*** Record list
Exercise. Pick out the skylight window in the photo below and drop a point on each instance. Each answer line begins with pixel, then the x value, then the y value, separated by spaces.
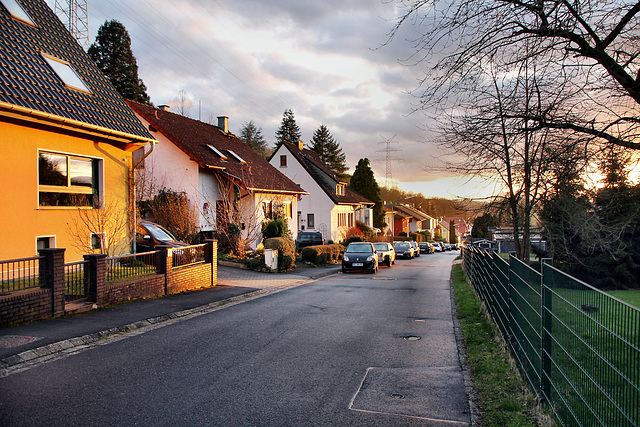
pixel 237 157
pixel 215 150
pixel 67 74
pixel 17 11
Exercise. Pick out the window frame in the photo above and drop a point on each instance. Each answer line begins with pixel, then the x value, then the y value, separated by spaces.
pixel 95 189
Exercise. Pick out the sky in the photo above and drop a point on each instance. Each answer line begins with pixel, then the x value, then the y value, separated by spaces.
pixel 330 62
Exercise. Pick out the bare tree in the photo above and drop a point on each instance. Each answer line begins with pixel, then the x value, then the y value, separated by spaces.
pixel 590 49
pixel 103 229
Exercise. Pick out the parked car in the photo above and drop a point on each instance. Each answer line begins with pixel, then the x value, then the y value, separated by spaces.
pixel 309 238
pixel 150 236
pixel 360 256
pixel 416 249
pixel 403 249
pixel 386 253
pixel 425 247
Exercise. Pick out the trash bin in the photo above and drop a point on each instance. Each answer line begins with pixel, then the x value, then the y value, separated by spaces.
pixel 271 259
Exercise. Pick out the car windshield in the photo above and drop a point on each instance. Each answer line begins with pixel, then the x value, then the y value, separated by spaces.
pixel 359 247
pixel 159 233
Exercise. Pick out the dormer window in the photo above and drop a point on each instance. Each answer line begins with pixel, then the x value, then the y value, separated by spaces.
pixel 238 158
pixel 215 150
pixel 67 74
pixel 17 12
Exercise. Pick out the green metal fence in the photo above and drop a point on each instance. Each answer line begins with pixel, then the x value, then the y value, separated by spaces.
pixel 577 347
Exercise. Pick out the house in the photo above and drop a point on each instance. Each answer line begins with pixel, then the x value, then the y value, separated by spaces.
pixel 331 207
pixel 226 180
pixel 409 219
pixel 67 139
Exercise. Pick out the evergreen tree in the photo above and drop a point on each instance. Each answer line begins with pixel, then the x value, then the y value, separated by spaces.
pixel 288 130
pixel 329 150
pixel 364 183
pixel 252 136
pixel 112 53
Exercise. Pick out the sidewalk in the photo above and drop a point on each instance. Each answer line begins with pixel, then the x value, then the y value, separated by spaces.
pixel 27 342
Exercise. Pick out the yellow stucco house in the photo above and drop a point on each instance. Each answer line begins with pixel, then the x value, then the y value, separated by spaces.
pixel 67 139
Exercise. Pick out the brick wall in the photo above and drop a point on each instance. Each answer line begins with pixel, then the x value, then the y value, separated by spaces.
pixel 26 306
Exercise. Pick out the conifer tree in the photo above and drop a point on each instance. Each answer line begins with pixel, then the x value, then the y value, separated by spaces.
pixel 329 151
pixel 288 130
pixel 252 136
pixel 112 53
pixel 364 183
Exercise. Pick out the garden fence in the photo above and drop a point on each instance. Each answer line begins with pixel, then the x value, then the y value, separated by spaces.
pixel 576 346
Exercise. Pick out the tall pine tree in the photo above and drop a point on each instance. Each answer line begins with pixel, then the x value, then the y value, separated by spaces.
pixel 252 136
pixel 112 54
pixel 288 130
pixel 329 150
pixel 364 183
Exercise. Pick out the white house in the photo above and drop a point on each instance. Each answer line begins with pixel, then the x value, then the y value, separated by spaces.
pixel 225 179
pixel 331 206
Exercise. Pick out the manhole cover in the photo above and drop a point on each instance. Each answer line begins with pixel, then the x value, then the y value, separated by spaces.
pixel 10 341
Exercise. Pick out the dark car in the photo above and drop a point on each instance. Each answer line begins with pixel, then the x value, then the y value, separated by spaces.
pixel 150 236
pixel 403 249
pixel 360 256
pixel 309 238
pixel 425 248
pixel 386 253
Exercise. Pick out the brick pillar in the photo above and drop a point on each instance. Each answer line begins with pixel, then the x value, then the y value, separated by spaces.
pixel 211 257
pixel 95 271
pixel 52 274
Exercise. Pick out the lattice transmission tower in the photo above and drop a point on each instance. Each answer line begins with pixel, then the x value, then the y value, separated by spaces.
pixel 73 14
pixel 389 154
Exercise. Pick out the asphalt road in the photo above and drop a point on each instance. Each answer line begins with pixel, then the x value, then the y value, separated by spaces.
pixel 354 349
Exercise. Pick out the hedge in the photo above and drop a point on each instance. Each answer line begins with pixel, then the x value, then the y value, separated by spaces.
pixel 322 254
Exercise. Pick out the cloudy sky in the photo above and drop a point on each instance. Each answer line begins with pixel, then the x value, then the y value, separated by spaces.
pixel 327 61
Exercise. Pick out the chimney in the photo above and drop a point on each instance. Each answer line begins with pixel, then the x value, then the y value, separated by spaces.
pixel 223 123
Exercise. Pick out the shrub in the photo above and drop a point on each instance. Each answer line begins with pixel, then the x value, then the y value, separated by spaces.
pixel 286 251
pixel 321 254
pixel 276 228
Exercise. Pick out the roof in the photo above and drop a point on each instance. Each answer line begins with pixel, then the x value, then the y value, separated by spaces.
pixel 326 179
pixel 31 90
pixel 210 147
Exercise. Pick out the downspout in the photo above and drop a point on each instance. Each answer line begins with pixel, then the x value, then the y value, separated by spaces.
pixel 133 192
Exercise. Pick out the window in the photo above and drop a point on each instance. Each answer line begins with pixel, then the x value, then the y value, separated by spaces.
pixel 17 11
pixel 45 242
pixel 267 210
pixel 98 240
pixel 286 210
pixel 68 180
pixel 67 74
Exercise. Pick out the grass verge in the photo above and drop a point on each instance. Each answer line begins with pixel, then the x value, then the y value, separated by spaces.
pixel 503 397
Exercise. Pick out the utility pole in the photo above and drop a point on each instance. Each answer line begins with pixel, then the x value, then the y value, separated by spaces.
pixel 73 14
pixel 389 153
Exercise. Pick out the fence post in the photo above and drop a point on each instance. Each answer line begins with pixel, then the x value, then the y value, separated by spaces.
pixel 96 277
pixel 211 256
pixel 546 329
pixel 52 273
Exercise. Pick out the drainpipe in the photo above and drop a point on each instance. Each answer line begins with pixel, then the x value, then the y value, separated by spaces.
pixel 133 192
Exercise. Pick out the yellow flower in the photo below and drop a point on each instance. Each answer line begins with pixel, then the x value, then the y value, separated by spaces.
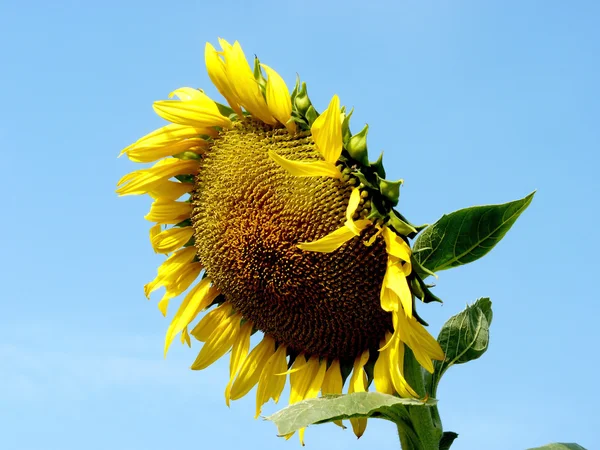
******
Rewrite the stretch from the line containing "Exercise. Pick out the cloudy" through the line containing "pixel 327 61", changing "cloudy sky" to "overcast sky" and leaving everything else as it stands. Give back only those lines.

**Solution to this exercise**
Exercise. Pick out the overcast sky in the photo above and drop a point on each instance. Each answer line begins with pixel, then the x value, then the y value, separated by spaces.
pixel 327 61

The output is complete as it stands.